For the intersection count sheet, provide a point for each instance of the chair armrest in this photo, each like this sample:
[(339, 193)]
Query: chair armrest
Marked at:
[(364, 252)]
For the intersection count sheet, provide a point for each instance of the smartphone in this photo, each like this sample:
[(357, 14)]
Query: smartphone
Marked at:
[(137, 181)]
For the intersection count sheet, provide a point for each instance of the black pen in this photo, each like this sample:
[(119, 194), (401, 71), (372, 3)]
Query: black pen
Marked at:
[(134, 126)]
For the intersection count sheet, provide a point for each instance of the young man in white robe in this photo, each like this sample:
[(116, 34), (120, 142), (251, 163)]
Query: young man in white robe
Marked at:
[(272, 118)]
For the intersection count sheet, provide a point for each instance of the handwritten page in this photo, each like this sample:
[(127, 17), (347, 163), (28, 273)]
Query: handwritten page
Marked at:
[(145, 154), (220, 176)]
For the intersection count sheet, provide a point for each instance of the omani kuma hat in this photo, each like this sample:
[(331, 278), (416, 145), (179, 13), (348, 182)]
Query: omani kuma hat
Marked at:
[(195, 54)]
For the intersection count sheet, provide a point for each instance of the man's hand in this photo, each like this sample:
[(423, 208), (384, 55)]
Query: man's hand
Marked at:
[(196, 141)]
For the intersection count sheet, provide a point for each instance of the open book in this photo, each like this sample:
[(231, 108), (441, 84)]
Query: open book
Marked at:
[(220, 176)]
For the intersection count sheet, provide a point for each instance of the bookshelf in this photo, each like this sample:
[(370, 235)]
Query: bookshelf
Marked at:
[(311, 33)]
◇ ◇ ◇ ◇ ◇
▶ **Exercise brief**: Print the rows unchanged, beginning with the very first line and stopping after the line that contains "[(272, 118)]".

▶ **Solution for this problem**:
For the intersection count sheet, provide a point for each instance of the chair armrest in this photo, each like this sample:
[(339, 193)]
Query: chair armrest
Marked at:
[(364, 252)]
For the intersection count sheet, provide a point for each instance of the smartphone in this photo, each like this sample:
[(357, 14)]
Query: smartphone
Marked at:
[(137, 181)]
For the intersection count sheet, provide a point for each instance of the black pen in this photo, each like this sample:
[(119, 194), (401, 71), (372, 3)]
Query: black pen
Marked at:
[(134, 126)]
For the intersection count sheet, provide a point for each instance of the young man in white robe in this photo, each like this sample:
[(116, 34), (120, 142), (251, 163)]
Query: young man in white robe
Marked at:
[(272, 118)]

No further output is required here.